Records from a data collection
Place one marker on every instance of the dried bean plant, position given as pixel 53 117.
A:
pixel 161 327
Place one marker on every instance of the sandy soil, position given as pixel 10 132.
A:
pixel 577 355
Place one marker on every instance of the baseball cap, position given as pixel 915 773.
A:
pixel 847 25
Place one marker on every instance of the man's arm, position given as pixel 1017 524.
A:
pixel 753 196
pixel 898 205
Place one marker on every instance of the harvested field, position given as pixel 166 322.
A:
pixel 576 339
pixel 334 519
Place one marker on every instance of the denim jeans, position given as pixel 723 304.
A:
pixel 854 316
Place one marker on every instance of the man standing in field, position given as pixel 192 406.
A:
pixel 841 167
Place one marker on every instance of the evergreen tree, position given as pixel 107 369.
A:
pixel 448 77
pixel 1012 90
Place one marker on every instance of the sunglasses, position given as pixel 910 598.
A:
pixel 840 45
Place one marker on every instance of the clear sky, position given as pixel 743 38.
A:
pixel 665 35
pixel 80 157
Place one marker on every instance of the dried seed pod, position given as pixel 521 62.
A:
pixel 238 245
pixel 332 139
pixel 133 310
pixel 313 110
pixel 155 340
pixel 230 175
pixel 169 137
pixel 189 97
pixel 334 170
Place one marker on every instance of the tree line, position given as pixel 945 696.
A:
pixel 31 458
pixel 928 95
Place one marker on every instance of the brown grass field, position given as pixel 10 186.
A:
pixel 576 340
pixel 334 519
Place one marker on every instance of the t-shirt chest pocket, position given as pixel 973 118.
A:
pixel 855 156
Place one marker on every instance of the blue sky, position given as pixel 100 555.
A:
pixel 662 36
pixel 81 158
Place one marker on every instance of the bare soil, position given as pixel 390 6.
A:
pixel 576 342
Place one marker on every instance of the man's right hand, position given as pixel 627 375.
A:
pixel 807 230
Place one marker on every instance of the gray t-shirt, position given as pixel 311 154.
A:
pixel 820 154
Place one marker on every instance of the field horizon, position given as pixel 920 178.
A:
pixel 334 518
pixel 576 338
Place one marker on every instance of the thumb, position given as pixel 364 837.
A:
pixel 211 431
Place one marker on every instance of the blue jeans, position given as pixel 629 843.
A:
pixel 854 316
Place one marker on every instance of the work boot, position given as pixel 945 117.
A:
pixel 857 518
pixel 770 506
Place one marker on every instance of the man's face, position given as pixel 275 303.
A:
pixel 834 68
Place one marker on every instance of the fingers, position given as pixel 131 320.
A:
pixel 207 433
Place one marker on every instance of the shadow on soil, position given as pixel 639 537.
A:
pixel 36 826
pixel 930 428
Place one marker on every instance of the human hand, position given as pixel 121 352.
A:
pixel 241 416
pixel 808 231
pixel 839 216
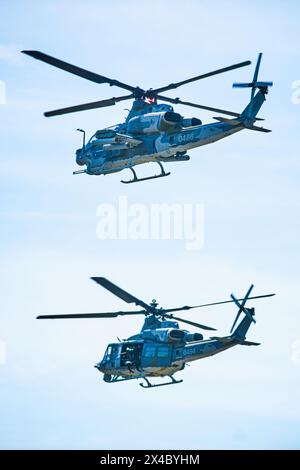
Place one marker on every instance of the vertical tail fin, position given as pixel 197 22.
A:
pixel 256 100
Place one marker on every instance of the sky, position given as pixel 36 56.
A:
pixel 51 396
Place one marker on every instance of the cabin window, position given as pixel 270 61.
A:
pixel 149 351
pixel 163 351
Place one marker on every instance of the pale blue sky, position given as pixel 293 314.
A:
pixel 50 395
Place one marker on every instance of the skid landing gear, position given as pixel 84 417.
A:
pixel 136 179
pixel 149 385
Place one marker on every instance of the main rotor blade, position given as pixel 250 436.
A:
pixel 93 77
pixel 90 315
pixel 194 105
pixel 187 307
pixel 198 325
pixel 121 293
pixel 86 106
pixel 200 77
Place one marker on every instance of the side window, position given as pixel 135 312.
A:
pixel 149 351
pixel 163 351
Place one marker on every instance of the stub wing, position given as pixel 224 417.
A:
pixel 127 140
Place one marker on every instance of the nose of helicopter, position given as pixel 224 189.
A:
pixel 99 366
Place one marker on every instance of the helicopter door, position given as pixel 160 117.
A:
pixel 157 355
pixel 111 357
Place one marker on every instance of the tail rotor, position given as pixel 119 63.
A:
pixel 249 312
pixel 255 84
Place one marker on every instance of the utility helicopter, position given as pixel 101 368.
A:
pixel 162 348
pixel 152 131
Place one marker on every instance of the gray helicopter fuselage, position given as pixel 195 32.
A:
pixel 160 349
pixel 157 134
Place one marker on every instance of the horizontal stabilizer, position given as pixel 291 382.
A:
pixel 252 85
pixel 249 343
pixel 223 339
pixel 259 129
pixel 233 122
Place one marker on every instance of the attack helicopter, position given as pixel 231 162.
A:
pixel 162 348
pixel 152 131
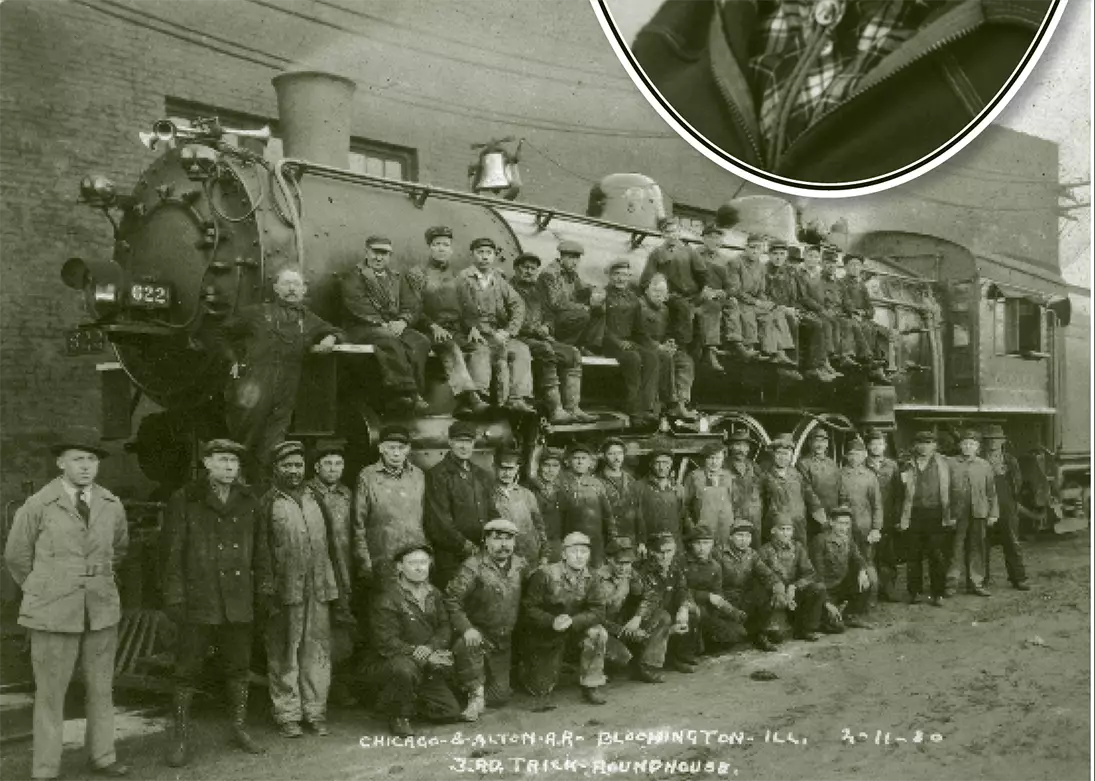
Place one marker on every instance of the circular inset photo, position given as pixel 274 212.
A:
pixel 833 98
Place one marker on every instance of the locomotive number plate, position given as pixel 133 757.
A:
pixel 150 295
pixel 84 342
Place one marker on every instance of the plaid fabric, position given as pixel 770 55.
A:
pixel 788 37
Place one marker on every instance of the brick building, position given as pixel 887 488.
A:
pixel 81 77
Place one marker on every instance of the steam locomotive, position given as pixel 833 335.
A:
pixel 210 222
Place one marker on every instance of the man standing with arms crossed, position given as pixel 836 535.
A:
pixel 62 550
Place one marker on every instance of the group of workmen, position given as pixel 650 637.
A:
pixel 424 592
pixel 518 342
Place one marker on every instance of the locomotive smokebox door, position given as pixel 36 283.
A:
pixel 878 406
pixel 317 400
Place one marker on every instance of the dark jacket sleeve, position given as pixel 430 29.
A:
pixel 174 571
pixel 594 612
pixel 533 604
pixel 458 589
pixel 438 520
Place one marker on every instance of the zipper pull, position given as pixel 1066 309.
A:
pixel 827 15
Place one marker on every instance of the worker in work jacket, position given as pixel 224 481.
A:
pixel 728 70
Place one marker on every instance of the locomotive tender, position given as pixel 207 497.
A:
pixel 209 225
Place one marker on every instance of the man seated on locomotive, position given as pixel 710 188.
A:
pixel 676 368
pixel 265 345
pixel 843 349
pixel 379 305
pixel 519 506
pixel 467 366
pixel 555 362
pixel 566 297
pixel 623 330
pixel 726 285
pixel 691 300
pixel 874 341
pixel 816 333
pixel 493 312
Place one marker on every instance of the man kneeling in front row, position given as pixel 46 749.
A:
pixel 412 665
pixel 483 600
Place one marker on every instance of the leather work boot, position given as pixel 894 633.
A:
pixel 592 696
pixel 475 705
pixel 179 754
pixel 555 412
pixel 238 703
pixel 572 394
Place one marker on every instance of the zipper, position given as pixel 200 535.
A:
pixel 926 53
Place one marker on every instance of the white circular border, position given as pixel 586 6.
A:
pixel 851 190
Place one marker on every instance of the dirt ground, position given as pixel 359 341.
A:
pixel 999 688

WHAT TO DO: In the reply, each line of the data must appear exactly as written, and no picture may appear.

RESPONSE TO THIS TASK:
Place one marker on every instance of the dried bean plant, position given as pixel 53 117.
A:
pixel 161 327
Place one marker on every instance of the sandy soil, position given as pixel 10 132.
A:
pixel 577 355
Place one marker on every instance of the baseball cap, position given as pixel 915 773.
A:
pixel 847 25
Place one marker on every instance of the man's arm, position given as pixel 1017 524.
A:
pixel 753 196
pixel 898 205
Place one marker on every instance of the harvested field, position given as pixel 166 322.
A:
pixel 576 339
pixel 334 519
Place one marker on every instance of the denim jeans, position given as pixel 723 304.
A:
pixel 854 316
Place one marker on every instance of the man standing in field, position given as pixel 192 406.
A:
pixel 841 167
Place one marker on every instance of the evergreen tree, position given as pixel 107 369.
A:
pixel 448 77
pixel 1012 90
Place one marker on every instance of the sunglasses, position given as pixel 910 598.
A:
pixel 840 45
Place one marker on every instance of the clear sky, position given as pixel 743 38.
A:
pixel 665 35
pixel 80 157
Place one marker on every instance of the dried seed pod, position given as pixel 521 62.
A:
pixel 238 245
pixel 332 139
pixel 133 310
pixel 313 110
pixel 155 340
pixel 230 175
pixel 169 137
pixel 189 97
pixel 334 170
Place one marker on every instance of the tree line, position given as pixel 945 696.
A:
pixel 31 458
pixel 928 95
Place one marker on every instance of the brown grass field, position given as pixel 10 186.
A:
pixel 576 340
pixel 334 519
Place one marker on every instance of the t-shirt chest pocket, position given as pixel 973 118.
A:
pixel 855 156
Place one marker on every instance of the blue sky, position given as pixel 100 555.
A:
pixel 662 36
pixel 81 158
Place one marker on every instance of the bare soil, position given as pixel 390 6.
A:
pixel 576 342
Place one marker on every instance of the man's right hand, position given as pixel 627 375.
A:
pixel 807 230
Place one marker on every instance of the gray t-shirt, position given as pixel 311 154.
A:
pixel 820 154
Place one marker on every instance of the field horizon, position given as pixel 920 178.
A:
pixel 334 518
pixel 576 338
Place one marker on every instance of the thumb, position given as pixel 364 837.
A:
pixel 211 431
Place one marker on every instance of the blue jeans, position given as pixel 629 843.
A:
pixel 854 316
Place one marker on every instance of the work boot, position given as pixel 945 117.
A:
pixel 857 518
pixel 770 506
Place one marker on every instance of the man's face, position given as pixel 275 303.
A:
pixel 834 68
Place one marker on every instance of the fingers, position given as pixel 131 320.
A:
pixel 207 433
Place one marker on every instance of the shadow on soil, position given as pixel 639 537.
A:
pixel 36 826
pixel 930 428
Place one marker on every instance of the human hand, position given as pixel 121 352.
A:
pixel 241 416
pixel 808 231
pixel 839 216
Place one marker on every instance of the vertical tail fin, position given as pixel 197 22.
A:
pixel 256 100
Place one marker on every instance of the sky, position given as pixel 36 56.
A:
pixel 51 396
Place one marker on every instance of the cabin window, position given as pixel 270 61.
A:
pixel 149 351
pixel 163 351
Place one marker on every instance of the pale blue sky, position given as pixel 293 314.
A:
pixel 50 395
Place one marker on every instance of the skid landing gear, position given as pixel 84 417.
A:
pixel 136 179
pixel 149 385
Place one marker on every instance of the main rotor blade, position given as pixel 250 436.
A:
pixel 93 77
pixel 90 315
pixel 194 105
pixel 187 307
pixel 198 325
pixel 121 293
pixel 86 106
pixel 200 77
Place one marker on every instance of the side window, position given as pixel 135 312.
A:
pixel 149 351
pixel 163 351
Place one marker on every instance of the stub wing, position given as pixel 224 417.
A:
pixel 127 140
Place one marker on every instance of the nose of helicopter, position given as pixel 224 189.
A:
pixel 99 366
Place one marker on every instance of the helicopter door, position given as pixel 160 117.
A:
pixel 157 355
pixel 111 357
Place one marker on every instance of the tail rotor, position given as pixel 119 63.
A:
pixel 249 312
pixel 255 84
Place one marker on every instance of the utility helicopter, position given as pixel 101 368.
A:
pixel 162 348
pixel 152 131
Place one marker on every instance of the gray helicopter fuselage, position given as pixel 195 32.
A:
pixel 160 349
pixel 157 134
Place one marker on every instance of the horizontal stabilizer, position given as pixel 291 382.
A:
pixel 252 85
pixel 249 343
pixel 223 339
pixel 259 129
pixel 233 122
Place one marker on every instance of the attack helicopter, position given as pixel 231 162.
A:
pixel 162 348
pixel 152 131
Place one marker on every instance of the circular inset photo, position given as pixel 274 212.
A:
pixel 833 98
Place one marker on every instance of the locomotive number plate, position given as pixel 133 757.
A:
pixel 150 295
pixel 84 342
Place one marker on every instance of the plaid fabric, position given as pixel 770 55.
A:
pixel 788 37
Place one marker on every instance of the brick building, position given as pixel 887 488.
A:
pixel 81 77
Place one marker on every instance of the steam locomotive, position given as pixel 833 335.
A:
pixel 210 222
Place one marker on every instance of the man standing with arms crossed, position given as pixel 836 535.
A:
pixel 62 550
Place one marker on every instance of the group of workmen, position given as pixel 650 637.
A:
pixel 424 592
pixel 518 342
Place one marker on every instance of the locomotive smokebox door, position given as pixel 36 283.
A:
pixel 878 406
pixel 317 400
Place one marker on every instance of the dark jacket sleeve, position given as pixel 430 29.
A:
pixel 174 571
pixel 594 612
pixel 533 604
pixel 458 589
pixel 438 520
Place one marker on every instance of the zipper pull, position given as pixel 1066 309.
A:
pixel 827 15
Place one marker on every instance of the worker in work jacket, position given as pixel 224 481.
A:
pixel 728 70
Place one marker on every instance of the locomotive tender, position given as pixel 207 497.
A:
pixel 209 225
Place one marker on every instance of the man seated on locomotive, position given as pixel 710 188.
A:
pixel 676 368
pixel 265 345
pixel 843 349
pixel 379 305
pixel 519 506
pixel 467 366
pixel 555 362
pixel 566 297
pixel 623 330
pixel 726 285
pixel 691 300
pixel 874 341
pixel 816 333
pixel 493 312
Place one marker on every instance of the man kneeling in front row, position given as pixel 46 749.
A:
pixel 412 665
pixel 483 600
Place one marker on every instance of the leather work boot, position given as pixel 894 633.
A:
pixel 592 696
pixel 475 705
pixel 179 754
pixel 555 412
pixel 238 703
pixel 572 394
Place one marker on every instance of the zipper, position given as pixel 200 535.
A:
pixel 926 53
Place one marker on every instance of the white circular border, position given as pixel 586 6.
A:
pixel 851 190
Place one marker on every instance of the dirt ground, position given as pixel 359 341.
A:
pixel 999 688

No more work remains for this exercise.